====== Seite
Dienstag, 16. September 2008

Erstsemesterbegrüßung

Einzug der Studenten
Heute zog ich mein sauberes blaues Hemd an, die seit dem Taifunregensturz nicht mehr benutzten Lederschuhe und nahm Jackett und Krawatte mit. Denn nach den Vorlesungen am Vormittag war eine Fahrt zum Jun Gong-Campus angesagt, wo ich bei der Erstsemesterbegrüßungsfeier vom Podium aus ein paar Grußworte auf Deutsch zu den Studierenden sprechen sollte. Ich war vorbereitet worden wie ich es gewohnt bin: nett, freundlich, unklare Angaben, alles versprechend, aber das, was von vornherein schon nicht ausführbar gewesen war, ist angeblich erst urplötzlich leider doch nicht mehr möglich, alles wird irgendwie geschickt hinimprovisiert. Schon auf dem Fuxing-Campus war es heute merklich bevölkerter gewesen, weil dort die sino-britischen Erstsemester auch heute eingetroffen sind und ihre Quartiere bezogen haben. Noch geschäftiger ging auf Jun Gong zu.



„Unsere“ Studenten der Zukunft
Im achten Stock der gigantischen Bibliothek war der Vortragssaal in dem ich neben der Dekanin des internationalen Studienganges für Ingenieurwissenschaften und einem weiteren Dekan, Prodekan und Abteilungsleitern mit einem Deutschlehrer als Dolmetscher als einziger mit Schlips und Jackett auf dem Podium saß und wie alle anderen 17 Offiziellen im Saal den Erstsemestern des Maschinenbaus und der Finanzwissenschaften im internationalen Studiengang vorgestellt wurde. Zuerst stellte die Dekanin die USST, das Joint-College, die Vergangenheit und die Zukunft mit einer Powerpoint-Präsentation sehr eloquent und mit ansteckender Begeisterung vor. Mich jedenfalls erreichte sie. Bei den Studierenden (55 männliche und 31 weibliche, von den Damen studieren die meisten leider Finanzwirtschaft) gelang ihr das bei manchen nicht so gut, denn trotz des spannenden Vortrags waren in wechselnder Besetzung stets fünf bis zehn in ihren bonbonrosafarbenen Plüschklappsesseln in den Schlaf weggeklappt. Das konnte nur an dem gestrigen Mondfest und keinesfalls an der Dekanin liegen. Nach Beendigung ihrer Schulzeit nehmen diejenigen, die Studieren wollen, an anstregenden national identischen Aufnahmeprüfungen teil, für die viele junge Leute einen Haufen Stoff pauken und vieles stur auswendig lernen. Die Zahl der erreichten Punkte gibt Auskunft darüber, welche Qualität die Universität hat, die die Studierenden später besuchen dürfen. Die USST liegt zwischen zweiter und dritter Klasse. Der Studierwille ist groß; 90 % der Studienanfänger machen einen Abschluss. Das System ist dreigestuft: Bachelor nach vier Jahren, dann Master für die Besten , eventuell kann man noch eine Promotion anschließen. Ich erkannte auf den präsentierten Fotos der letzten Jahre viele mir bekannte Gesichter deutscher Professoren aus Hamburg wieder.
============
Schreibe den Bericht über die Erstsemesterbegrüßung oben im Anschluss an seinen letzten Satz weiter.
====== Datensätze
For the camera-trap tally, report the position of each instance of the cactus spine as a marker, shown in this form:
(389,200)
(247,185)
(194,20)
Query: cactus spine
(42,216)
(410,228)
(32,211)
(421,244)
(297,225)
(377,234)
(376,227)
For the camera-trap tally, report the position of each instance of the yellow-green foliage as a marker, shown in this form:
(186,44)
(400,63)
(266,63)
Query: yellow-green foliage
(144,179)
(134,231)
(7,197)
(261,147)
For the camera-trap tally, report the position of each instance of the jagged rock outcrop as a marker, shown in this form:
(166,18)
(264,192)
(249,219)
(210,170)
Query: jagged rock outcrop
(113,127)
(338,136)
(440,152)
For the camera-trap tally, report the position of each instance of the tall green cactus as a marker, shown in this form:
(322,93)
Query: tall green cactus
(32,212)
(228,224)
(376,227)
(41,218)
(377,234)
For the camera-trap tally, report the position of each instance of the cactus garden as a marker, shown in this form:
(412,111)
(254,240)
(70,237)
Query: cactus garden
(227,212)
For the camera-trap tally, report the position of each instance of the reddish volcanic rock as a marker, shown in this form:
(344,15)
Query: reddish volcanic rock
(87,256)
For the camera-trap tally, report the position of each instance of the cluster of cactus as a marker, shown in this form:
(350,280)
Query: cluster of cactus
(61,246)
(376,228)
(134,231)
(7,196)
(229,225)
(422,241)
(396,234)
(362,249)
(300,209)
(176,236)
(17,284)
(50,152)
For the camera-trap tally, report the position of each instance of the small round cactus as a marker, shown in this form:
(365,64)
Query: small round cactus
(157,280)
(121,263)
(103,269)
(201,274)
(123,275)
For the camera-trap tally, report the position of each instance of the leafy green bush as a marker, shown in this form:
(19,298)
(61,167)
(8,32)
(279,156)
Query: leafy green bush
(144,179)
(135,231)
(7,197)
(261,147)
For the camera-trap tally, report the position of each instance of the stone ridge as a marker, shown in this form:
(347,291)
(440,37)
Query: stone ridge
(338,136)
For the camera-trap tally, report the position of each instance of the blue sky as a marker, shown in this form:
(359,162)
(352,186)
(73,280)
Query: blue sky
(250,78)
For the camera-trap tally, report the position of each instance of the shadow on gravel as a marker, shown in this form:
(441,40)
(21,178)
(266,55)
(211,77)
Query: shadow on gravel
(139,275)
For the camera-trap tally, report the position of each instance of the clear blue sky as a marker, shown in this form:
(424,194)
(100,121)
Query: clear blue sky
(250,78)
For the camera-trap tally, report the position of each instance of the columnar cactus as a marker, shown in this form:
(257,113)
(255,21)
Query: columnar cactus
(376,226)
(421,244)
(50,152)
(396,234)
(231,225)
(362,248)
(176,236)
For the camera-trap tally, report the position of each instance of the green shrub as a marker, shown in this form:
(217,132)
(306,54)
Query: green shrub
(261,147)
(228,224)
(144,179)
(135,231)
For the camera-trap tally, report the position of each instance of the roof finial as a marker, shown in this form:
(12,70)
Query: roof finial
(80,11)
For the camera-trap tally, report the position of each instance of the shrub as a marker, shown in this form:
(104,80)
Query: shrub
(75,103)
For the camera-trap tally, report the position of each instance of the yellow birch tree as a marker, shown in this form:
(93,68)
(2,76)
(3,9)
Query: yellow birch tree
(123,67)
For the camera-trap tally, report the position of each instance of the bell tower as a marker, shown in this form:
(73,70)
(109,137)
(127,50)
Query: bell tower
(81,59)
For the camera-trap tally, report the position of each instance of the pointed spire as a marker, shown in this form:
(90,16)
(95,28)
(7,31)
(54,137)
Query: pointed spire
============
Antwort:
Wachstum
Am beindrucktesten war ich von den Zukunftsplänen, die bereits in einem drei mal vier Meter großen 1:500-Modell dargestellt sind, welches ich nach der Veranstaltung aufgesucht und studiert habe: Das heute schon 1000 Mu (650.000 m²) große Gelände wird im kommenden Jahr um die Hälfte(!) nach Osten hin erweitert, indem die angrenzende Wohnbebauung plattgemacht wird, und als un-terminierte Mittelfristplanung steht eine noch einmal so große Erweiterung nach Westen hin bevor. Vor einhundert Jahren, als die Hochschule als kirchliche, amerikanische Bildungsanstalt gegründet wurde, hat das niemand vorhergesehen.

Podiumsvortrag Xu (Foto wird nachgeliefert)

Repräsentant, gewollt oder ungewollt
Ich begrüßte die Studierenden auf Deutsch und beglückwünschte sie zur Wahl ihres Studiums, das sie neben allem fachlichen Wissen zu dem Alleinstellungsmerkmal der Kenntnisse in der deutschen Sprache und Kultur befähigen würde. Weil ich am Revers den gestreiften Pin der HAW trug, den ich persönlich im Hochschulpräsidium vom Präsidenten seiner Sekretärin übergeben bekommen hatte, fühlte ich mich irgendwie autorisiert, im Namen der Hochschule für Angewandte Wissenschaften Hamburg Grüße und Glückwünsche zu übermitteln und Werbung für die Freie und Hansestadt Hamburg machen zu dürfen. Egal, ob erlaubt oder Kompetenzübertretung: was ich auch mache oder unterlasse, niemand schließt auf „Peter Hornberger“, sondern ich werde von den Chinesen immer mit „der Deutsche“ oder „die Deutschen“ oder sogar „Deutschland“ gleichgesetzt. Endlich hat die mich bisher immer befremdende Werbung „Du bist Deutschland“ einen wahren Sinn bekommen.

Studentenleben
Auf dem Jun Gong-Campusgelände strömten mir auf dem Rückweg, in geschlechtsgetrennten Pulks, Studierende mit Schüssel, Handtuch und Duschgelflasche in der Hand entgegen. Es war gerade die Zeit, in der das Duschhaus geöffnet ist. Im Wohnheim gibt’s an der Waschkaue nur fließend Kaltwasser. Alle Studierenden leben während ihres Studiums im Campus-Studentenwohnheim. Tagsüber sind Vorlesungen angesagt, nach dem Abendessen wird in den Seminarräumen im Eigenstudium gelernt oder Sport getrieben (jeder Campus ist mit Sportplätzen und Sporthallen reichlich bestückt), dann ist noch Wäsche waschen dran, eine halbe Stunde Musik hören, eine Stunde Computerspiel, und um 23.30 Uhr geht’s ins Bett zum Schlafen – oder es wird doch bis 02.00 Uhr am Computer gedaddelt; dann findet der Schlaf anderntags im Vorlesungssaal statt.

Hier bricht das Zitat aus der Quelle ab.